PASSAGE PROVIDED:
+ + + +
Just before the first game Bauer sent 11 men down to the bullpen, but he kept his second-and third-game pitchers, Jim Palmer and Wally Bunker, on the bench. When Moe Drabowsky began getting the Dodgers out with fast balls, Palmer and Bunker got the message, and everyone on the Orioles began to realize that Russo had hit on something mighty good. Further, the momentum that the Orioles got when Frank and Brooks Robinson hit back-to-back first-inning home runs for the first time since the second day of the season was tremendous, and by the fourth inning a few people began to notice the fight in the Orioles, particularly that coming from Bauer himself on the bench. Disturbed by some ball and strike calls by Plate Umpire Bill Jackowski of the National League, Bauer lit into Jackowski in a marvelous, screaming diatribe. Even after the inning ended, Bauer was still on Jackowski, and he did not subside until Jackowski finally turned and gave him a long, warning stare. The Robinsons, Drabowsky and Bauer had the Orioles on the offensive, and they stayed there.
+ + + +
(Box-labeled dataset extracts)

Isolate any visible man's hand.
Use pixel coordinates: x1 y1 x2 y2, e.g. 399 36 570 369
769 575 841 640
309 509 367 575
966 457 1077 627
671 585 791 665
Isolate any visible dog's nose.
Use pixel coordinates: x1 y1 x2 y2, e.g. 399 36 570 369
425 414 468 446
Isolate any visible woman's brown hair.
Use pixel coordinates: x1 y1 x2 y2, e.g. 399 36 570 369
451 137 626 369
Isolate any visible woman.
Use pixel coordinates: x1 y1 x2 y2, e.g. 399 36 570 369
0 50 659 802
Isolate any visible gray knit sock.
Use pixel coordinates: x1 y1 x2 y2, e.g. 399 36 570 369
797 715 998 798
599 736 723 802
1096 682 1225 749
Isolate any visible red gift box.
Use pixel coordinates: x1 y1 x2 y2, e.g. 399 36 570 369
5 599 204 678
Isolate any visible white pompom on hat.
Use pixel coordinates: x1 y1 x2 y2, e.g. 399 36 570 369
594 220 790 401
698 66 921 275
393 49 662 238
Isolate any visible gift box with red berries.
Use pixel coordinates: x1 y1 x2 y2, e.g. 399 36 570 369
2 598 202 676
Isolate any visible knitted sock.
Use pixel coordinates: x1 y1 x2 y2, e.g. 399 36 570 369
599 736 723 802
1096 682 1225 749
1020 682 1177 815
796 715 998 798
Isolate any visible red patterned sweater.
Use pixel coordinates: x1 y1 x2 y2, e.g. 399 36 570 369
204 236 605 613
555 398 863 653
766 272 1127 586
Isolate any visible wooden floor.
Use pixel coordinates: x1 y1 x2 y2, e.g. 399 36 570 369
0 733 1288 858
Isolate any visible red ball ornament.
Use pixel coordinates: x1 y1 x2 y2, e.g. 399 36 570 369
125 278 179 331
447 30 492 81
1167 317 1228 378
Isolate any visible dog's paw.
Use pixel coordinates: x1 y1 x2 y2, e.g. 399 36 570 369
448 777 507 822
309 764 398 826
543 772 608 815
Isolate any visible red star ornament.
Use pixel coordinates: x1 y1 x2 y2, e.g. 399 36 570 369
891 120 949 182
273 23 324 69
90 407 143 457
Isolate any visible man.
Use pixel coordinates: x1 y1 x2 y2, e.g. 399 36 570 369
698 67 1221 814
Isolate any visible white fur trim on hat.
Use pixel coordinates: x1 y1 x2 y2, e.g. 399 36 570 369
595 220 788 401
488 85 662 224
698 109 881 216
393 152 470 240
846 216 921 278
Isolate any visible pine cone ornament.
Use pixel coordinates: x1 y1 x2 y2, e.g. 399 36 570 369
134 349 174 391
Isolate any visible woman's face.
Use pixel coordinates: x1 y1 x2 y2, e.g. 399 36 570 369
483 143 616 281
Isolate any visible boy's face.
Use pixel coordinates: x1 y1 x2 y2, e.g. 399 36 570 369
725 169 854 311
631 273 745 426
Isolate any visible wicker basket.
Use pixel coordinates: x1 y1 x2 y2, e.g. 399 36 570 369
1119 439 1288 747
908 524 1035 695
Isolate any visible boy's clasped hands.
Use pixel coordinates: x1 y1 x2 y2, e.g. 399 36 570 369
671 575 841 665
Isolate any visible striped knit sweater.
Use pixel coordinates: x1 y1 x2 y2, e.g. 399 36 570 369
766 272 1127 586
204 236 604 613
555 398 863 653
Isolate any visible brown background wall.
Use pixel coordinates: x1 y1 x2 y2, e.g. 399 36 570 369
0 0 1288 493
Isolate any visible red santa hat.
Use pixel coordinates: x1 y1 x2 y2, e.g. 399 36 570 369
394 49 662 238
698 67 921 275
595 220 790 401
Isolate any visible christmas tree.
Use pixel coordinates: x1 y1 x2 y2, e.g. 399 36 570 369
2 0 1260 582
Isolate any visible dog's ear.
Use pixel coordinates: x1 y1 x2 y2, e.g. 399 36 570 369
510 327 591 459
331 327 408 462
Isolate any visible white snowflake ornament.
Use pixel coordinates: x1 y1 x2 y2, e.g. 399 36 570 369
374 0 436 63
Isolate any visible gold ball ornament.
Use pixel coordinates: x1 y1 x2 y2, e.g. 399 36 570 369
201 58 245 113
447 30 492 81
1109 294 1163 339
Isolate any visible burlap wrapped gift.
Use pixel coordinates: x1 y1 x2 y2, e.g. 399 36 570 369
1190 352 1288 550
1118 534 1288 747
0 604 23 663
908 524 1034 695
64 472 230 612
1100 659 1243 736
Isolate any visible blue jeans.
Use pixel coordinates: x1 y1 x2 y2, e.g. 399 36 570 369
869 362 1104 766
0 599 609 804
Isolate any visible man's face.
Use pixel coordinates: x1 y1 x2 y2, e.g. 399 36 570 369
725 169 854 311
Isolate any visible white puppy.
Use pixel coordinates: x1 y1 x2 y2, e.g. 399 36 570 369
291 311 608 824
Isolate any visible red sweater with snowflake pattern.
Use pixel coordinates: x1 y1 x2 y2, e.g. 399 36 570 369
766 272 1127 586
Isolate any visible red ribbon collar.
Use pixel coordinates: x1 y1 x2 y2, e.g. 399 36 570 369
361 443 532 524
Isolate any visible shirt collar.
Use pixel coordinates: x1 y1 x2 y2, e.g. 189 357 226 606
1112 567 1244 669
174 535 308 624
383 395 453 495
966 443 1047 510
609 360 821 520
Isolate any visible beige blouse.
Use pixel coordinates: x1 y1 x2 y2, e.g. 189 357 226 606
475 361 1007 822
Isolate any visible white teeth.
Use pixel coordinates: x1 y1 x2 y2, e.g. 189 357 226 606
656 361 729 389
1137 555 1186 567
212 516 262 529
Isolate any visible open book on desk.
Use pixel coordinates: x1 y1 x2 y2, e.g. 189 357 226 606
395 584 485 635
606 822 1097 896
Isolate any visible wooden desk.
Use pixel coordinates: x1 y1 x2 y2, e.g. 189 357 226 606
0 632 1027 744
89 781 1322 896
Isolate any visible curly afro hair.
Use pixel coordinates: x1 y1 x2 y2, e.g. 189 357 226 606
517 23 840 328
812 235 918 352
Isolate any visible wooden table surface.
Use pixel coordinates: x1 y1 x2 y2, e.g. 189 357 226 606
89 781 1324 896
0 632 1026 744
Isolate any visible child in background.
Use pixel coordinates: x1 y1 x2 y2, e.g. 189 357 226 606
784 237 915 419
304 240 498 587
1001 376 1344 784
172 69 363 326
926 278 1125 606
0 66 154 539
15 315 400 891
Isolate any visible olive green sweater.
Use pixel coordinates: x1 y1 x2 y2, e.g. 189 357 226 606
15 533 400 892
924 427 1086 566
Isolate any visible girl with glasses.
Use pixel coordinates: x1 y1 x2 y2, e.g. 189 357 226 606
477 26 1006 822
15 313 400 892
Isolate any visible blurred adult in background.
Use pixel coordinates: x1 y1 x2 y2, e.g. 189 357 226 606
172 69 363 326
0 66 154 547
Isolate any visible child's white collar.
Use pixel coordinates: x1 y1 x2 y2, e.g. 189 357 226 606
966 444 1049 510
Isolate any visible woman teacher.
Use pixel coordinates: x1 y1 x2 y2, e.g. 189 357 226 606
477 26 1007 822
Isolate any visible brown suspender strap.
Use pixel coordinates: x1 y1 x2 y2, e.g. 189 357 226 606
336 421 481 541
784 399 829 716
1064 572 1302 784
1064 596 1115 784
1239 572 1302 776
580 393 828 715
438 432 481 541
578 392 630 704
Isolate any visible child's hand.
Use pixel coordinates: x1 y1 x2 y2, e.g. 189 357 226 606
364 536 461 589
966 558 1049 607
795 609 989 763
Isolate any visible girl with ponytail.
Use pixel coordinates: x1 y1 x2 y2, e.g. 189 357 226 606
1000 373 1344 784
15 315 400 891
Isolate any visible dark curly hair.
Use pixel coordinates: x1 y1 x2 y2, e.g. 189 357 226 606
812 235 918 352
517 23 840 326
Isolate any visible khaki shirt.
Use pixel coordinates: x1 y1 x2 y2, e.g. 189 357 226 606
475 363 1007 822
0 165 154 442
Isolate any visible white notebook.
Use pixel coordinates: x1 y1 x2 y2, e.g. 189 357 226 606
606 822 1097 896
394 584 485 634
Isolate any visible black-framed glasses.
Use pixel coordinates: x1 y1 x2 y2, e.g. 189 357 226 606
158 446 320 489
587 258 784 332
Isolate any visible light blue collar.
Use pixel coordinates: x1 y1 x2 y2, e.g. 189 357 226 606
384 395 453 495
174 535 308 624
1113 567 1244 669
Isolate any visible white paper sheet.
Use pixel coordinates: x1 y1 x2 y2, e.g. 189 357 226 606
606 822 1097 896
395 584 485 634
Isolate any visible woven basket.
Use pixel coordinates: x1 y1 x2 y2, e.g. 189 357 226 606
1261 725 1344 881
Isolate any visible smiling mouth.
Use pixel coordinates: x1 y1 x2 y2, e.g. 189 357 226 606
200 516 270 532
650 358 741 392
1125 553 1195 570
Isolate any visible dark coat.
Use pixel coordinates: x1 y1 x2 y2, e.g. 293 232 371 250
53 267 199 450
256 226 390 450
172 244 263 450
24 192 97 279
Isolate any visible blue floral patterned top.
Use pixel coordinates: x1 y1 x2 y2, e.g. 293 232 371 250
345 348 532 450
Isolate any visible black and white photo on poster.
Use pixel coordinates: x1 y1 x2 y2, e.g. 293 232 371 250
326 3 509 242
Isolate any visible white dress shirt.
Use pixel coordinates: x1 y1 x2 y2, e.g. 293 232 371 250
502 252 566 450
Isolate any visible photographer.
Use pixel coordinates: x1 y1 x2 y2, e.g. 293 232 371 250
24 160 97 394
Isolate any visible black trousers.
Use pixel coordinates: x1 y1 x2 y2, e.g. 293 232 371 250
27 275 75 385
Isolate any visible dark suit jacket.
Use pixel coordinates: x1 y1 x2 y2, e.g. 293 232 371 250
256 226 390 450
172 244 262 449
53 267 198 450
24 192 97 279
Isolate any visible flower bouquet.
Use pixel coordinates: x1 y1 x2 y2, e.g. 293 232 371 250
+ + + +
EXERCISE DESCRIPTION: Do statements (a), (b), and (c) agree with the passage about the Orioles? Answer yes or no for each and quote the deciding words from the passage. (a) Before the first game, Bauer sent Palmer and Bunker to the bullpen. (b) Frank and Brooks Robinson hit back-to-back home runs in the first inning. (c) Bauer stopped arguing with Jackowski once the inning ended.

TASK ANSWER:
(a) No: "but he kept his second-and third-game pitchers, Jim Palmer and Wally Bunker, on the bench."
(b) Yes: "when Frank and Brooks Robinson hit back-to-back first-inning home runs"
(c) No: "Even after the inning ended, Bauer was still on Jackowski"